◆ Supplied information ◆
★ ★ ★
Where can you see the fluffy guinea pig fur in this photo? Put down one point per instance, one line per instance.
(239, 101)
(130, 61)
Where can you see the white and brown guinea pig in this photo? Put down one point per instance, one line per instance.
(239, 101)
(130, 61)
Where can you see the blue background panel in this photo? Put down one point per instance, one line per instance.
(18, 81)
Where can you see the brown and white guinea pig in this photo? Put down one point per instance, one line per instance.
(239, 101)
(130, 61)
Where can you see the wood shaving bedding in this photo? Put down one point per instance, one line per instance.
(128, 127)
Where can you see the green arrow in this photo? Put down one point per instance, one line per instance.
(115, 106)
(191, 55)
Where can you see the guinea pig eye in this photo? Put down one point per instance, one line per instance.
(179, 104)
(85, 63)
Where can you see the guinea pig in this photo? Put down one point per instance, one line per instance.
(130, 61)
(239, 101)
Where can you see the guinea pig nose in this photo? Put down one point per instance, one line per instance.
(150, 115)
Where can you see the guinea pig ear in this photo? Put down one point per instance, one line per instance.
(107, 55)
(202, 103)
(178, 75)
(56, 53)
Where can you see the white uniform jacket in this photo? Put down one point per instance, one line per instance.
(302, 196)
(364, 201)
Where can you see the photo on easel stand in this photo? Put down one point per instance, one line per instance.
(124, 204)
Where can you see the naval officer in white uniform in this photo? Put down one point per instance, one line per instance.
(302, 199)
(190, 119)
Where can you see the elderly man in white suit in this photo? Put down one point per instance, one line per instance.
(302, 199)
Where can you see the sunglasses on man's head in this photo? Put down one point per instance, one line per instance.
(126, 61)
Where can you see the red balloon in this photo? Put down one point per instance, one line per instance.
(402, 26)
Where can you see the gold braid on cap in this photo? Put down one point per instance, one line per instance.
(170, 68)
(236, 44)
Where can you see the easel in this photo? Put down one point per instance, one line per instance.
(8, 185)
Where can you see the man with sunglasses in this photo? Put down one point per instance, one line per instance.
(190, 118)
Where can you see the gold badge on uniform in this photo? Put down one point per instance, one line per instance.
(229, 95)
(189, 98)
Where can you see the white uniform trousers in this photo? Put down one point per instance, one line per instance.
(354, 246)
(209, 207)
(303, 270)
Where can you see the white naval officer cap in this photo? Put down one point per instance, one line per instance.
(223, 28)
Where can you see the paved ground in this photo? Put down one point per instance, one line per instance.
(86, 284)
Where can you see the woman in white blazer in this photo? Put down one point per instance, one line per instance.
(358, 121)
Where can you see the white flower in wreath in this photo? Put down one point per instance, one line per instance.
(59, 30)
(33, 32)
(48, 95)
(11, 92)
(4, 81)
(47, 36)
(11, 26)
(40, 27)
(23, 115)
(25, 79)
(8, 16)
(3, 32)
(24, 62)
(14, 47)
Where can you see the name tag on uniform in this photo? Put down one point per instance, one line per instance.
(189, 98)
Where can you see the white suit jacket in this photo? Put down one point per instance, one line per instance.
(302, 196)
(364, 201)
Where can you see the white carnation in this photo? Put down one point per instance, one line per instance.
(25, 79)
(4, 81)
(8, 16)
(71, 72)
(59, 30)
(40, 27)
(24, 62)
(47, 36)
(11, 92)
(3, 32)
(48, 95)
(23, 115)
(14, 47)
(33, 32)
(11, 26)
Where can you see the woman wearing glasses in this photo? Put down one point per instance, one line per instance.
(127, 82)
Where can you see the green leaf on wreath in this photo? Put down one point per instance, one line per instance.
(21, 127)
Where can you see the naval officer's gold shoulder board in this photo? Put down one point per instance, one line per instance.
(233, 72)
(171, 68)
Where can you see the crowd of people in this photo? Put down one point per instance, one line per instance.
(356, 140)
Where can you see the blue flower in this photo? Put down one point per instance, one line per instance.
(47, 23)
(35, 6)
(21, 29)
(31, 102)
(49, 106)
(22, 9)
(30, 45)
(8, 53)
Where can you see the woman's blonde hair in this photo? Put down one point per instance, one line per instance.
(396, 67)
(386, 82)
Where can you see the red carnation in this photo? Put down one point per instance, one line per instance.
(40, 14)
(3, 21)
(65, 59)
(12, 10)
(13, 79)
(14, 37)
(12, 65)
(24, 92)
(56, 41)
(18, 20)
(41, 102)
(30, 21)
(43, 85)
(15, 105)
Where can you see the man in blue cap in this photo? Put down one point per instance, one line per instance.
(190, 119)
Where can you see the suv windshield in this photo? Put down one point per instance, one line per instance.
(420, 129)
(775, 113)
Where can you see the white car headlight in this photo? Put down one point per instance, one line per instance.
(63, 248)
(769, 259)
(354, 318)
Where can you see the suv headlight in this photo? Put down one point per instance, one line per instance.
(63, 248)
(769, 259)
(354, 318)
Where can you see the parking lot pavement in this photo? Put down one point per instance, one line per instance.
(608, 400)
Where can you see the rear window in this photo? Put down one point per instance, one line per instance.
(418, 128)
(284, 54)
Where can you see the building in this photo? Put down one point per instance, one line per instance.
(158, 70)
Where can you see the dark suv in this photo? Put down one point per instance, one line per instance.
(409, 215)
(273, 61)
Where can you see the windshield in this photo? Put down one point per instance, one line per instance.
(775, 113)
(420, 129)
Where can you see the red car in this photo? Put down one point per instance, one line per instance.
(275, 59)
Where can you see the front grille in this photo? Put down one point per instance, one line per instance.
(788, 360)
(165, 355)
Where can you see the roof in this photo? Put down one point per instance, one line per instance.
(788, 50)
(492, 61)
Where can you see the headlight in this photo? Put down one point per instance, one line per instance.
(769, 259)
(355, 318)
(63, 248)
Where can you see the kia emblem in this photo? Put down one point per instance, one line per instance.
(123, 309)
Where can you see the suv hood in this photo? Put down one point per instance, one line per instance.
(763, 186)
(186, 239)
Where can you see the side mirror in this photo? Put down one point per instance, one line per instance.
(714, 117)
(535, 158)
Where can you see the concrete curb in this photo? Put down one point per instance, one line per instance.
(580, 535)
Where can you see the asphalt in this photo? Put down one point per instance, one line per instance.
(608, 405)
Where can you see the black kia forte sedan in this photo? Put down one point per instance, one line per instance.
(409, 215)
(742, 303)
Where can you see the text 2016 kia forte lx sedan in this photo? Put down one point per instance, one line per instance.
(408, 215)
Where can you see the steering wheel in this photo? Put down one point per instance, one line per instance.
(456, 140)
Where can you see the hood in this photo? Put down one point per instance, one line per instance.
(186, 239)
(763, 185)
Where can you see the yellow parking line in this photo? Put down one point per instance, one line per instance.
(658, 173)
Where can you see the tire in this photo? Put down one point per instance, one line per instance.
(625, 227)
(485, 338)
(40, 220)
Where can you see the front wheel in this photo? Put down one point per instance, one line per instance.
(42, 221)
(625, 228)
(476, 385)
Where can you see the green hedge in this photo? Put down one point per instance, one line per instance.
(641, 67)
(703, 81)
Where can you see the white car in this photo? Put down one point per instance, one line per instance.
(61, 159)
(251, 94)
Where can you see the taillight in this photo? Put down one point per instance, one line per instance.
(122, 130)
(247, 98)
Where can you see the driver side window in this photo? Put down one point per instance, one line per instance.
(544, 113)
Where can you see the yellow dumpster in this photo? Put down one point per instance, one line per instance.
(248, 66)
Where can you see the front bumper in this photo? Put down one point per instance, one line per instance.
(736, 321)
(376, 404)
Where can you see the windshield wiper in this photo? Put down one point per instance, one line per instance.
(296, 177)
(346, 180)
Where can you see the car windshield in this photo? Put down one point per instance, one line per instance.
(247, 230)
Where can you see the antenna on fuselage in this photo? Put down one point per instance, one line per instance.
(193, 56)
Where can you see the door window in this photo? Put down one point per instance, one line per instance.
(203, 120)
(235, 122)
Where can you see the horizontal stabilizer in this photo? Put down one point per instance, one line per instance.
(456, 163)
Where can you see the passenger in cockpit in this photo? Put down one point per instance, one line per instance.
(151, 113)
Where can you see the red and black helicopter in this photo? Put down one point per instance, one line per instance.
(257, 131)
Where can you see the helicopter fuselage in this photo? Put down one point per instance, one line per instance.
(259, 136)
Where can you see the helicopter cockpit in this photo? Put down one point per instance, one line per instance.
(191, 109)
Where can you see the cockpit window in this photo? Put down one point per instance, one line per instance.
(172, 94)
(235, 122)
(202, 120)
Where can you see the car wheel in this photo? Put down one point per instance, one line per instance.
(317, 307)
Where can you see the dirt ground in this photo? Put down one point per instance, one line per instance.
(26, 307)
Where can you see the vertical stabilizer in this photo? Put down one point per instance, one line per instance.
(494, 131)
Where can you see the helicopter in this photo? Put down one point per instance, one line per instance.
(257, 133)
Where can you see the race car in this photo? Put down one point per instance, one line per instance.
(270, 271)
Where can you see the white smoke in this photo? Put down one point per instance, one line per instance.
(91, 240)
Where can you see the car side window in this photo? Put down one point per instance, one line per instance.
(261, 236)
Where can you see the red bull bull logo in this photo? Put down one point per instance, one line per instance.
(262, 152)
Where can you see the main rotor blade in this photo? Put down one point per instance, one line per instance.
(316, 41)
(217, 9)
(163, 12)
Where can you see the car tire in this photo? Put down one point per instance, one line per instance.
★ ★ ★
◆ What needs to be done ◆
Repeat the line that contains "Where can you see the helicopter in", then every line after it until the records end, with nothing added.

◆ Solution to the problem ◆
Where can you see the helicopter in this photo? Put down one point per instance, one line per instance.
(257, 133)
Where can you see the race car in this photo? Put down one point per instance, one line per instance.
(270, 271)
Where can you see the white smoke in this photo? Put down one point per instance, one line per instance.
(91, 240)
Where can you see the car side window in this photo? Put down one point per instance, one line per instance.
(261, 236)
Where can you see the red bull bull logo in this photo? Put down one point per instance, one line per instance.
(262, 152)
Where can you see the main rotor blade in this photo? Put down one point per instance, one line per instance.
(316, 41)
(217, 9)
(163, 12)
Where can you see the car tire in this photo? Put down one point per instance, one line per instance.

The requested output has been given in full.